提示文:
========

EU-U.S. Data Privacy Framework(以降DPF と省略します)が7月10日に発効しました。前回のお知らせのようにスウェーデンではGoogle Analyticsを使用する企業が摘発される事態にまでなってましたから、GDPR に関わる皆様にとっては朗報だったのではないでしょうか?Google Analytics以外にも個人データが米国へ越境するサービス・システムは多数ありますが、使用されているサービスの事業者がDPF に登録済みか確認されましたか?こちらから確認できますので必ずご確認ください。

一方で、この記事をどのようにまとめ、伝えるかとても悩みました。

なぜなら、これまでにEUとUS間の個人データの越境に関するフレームワークは繰り返し無効判決が出され、さらにはNOYB(これらの無効判決を引き出した原告側のNGO)は直近7月3日の記事で下記のようのように発信しているからです。

「新しい協定が以前の2つの協定と構造的に同じであることを考えると、CJEU(EU司法裁判所)が再び協定を破棄する可能性は非常に高い。」(仮訳)

Given that the new deal is structurally the same as two previous deals, it is very likely that the CJEU will again annul it.(原文)

DPF発効までの時系列

DPF発効前に2回も反対決議がなされており、どうしてここから急遽発効となるのか?大いなる疑問です。そのヒントとして②の議決の結論の中で1つ課題が出されていました。

========

提供データ:
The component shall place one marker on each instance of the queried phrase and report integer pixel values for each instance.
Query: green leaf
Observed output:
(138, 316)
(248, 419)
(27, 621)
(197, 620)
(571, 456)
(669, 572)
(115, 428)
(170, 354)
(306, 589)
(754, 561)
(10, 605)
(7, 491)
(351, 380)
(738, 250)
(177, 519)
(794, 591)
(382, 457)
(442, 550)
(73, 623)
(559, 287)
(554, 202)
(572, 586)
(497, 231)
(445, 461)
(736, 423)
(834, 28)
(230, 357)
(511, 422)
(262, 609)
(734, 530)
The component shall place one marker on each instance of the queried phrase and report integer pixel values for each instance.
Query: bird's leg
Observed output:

========

設問:
**a.** 提示文の中で丸括弧に囲まれている語句を、出てくる順にすべて挙げなさい。
**b.** 提示文のうち、「なぜなら、これまでにEUとU」から「1つ課題が出されていました。」までの部分を一字も変えずに書き写しなさい。
データは提示文とは別の出典から取られたものである。

設問別解答:
**a.**
・以降DPF と省略します
・これらの無効判決を引き出した原告側のNGO
・EU司法裁判所
・仮訳
・原文

**b.**
なぜなら、これまでにEUとUS間の個人データの越境に関するフレームワークは繰り返し無効判決が出され、さらにはNOYB(これらの無効判決を引き出した原告側のNGO)は直近7月3日の記事で下記のようのように発信しているからです。

「新しい協定が以前の2つの協定と構造的に同じであることを考えると、CJEU(EU司法裁判所)が再び協定を破棄する可能性は非常に高い。」(仮訳)

Given that the new deal is structurally the same as two previous deals, it is very likely that the CJEU will again annul it.(原文)

DPF発効までの時系列

DPF発効前に2回も反対決議がなされており、どうしてここから急遽発効となるのか?大いなる疑問です。そのヒントとして②の議決の結論の中で1つ課題が出されていました。